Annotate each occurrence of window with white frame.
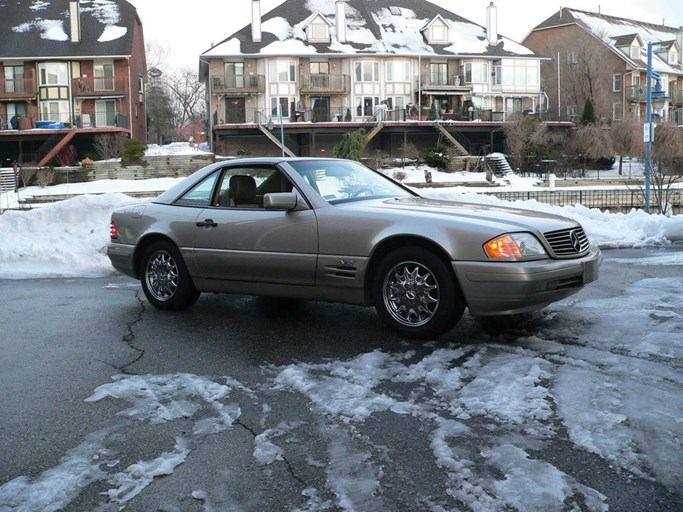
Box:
[465,62,489,84]
[270,96,296,118]
[386,96,410,110]
[387,60,410,82]
[5,65,25,92]
[270,60,296,82]
[493,60,503,85]
[356,96,380,117]
[38,62,69,85]
[354,61,379,82]
[493,59,541,90]
[95,100,116,127]
[309,62,330,75]
[429,62,448,85]
[95,62,114,91]
[40,100,70,123]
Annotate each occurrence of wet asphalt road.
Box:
[0,250,683,512]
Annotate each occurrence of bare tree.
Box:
[546,30,614,120]
[145,39,171,73]
[611,119,643,176]
[650,123,683,215]
[164,68,206,140]
[503,115,537,169]
[570,124,614,174]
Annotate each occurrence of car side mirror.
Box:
[263,192,299,211]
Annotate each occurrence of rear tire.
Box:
[372,247,465,339]
[140,241,199,311]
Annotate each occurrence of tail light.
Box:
[109,221,119,240]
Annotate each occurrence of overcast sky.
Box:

——————

Can you arrange every line of the data above as a numbered list, skipping any blank lines and leaving the picture out?

-- Result for this task --
1. Annotate each occurrence of window with white frame.
2. Box:
3. [465,62,489,84]
4. [270,96,296,118]
5. [386,96,410,110]
6. [387,60,410,82]
7. [5,65,25,92]
8. [270,60,296,82]
9. [493,60,503,85]
10. [356,96,380,117]
11. [38,62,69,85]
12. [354,61,379,82]
13. [493,59,541,90]
14. [95,100,116,127]
15. [309,62,330,75]
16. [429,62,448,85]
17. [95,62,114,91]
18. [40,100,70,123]
19. Annotate each occurrence of wet asphalt road.
20. Box:
21. [0,250,683,512]
22. Annotate each occurrence of bare tree.
23. Box:
24. [546,30,614,120]
25. [145,39,171,73]
26. [611,119,643,176]
27. [650,123,683,215]
28. [164,68,206,140]
29. [503,115,537,169]
30. [570,124,614,174]
31. Annotate each occurrence of car side mirror.
32. Box:
33. [263,192,299,211]
34. Annotate each occurrence of rear tire.
35. Box:
36. [372,247,465,339]
37. [140,241,199,311]
38. Annotate each occurrence of tail light.
39. Box:
40. [109,221,119,240]
41. Annotate each occurrence of overcast sky.
42. Box:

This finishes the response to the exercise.